Opinión

Gilgamesh y la obsesión por la inmortalidad

La epopeya de Gilgamesh es tal vez la primera narración escrita de la que se tiene registro en la historia de la humanidad. En ella podemos asomarnos a ciertas creencias y preocupaciones que estaban presentes en la cultura sumeria de hace más de cuatro mil años. Se ha dicho que el tema de fondo ahí tratado se refiere a la relación entre naturaleza y cultura, lo salvaje y lo civilizado. El tipo de vínculo entre la sociedad y el individuo con lo divino. El valor de la amistad, el heroísmo y otros tantos temas. Pero sin duda, es el asunto de la inmortalidad el que le da su mayor sentido dramático. El héroe adquiere la conciencia de la muerte y se obsesiona por vencer su inevitabilidad, fracasando finalmente en su intento. Este aspecto del Poema es el que destacaré ahora.
━━━━━━━━━━
■ REQUISITOS DEL EJERCICIO:
a - Responda brevemente, según el texto sobre Gilgamesh:
(i) ¿De qué cultura, y de hace cuánto tiempo, son las creencias y preocupaciones a las que permite asomarse la epopeya?
(ii) ¿Qué asunto le da a la epopeya su mayor sentido dramático?
(iii) ¿De qué adquiere conciencia el héroe?
b - Transcriba un fragmento del texto sobre Gilgamesh: comience en las palabras "La epopeya de" y deténgase después de "que destacaré ahora.".

■ INFORMACIÓN PROPORCIONADA:
━━━━━━━━━━
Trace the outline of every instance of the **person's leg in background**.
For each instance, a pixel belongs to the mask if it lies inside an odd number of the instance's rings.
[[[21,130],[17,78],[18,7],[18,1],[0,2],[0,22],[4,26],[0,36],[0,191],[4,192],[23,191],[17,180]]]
━━━━━━━━━━
■ RESULTADOS EN ORDEN:
a -
(i) De la cultura sumeria de hace más de cuatro mil años.
(ii) El asunto de la inmortalidad.
(iii) De la muerte.

b -
La epopeya de Gilgamesh es tal vez la primera narración escrita de la que se tiene registro en la historia de la humanidad. En ella podemos asomarnos a ciertas creencias y preocupaciones que estaban presentes en la cultura sumeria de hace más de cuatro mil años. Se ha dicho que el tema de fondo ahí tratado se refiere a la relación entre naturaleza y cultura, lo salvaje y lo civilizado. El tipo de vínculo entre la sociedad y el individuo con lo divino. El valor de la amistad, el heroísmo y otros tantos temas. Pero sin duda, es el asunto de la inmortalidad el que le da su mayor sentido dramático. El héroe adquiere la conciencia de la muerte y se obsesiona por vencer su inevitabilidad, fracasando finalmente en su intento. Este aspecto del Poema es el que destacaré ahora.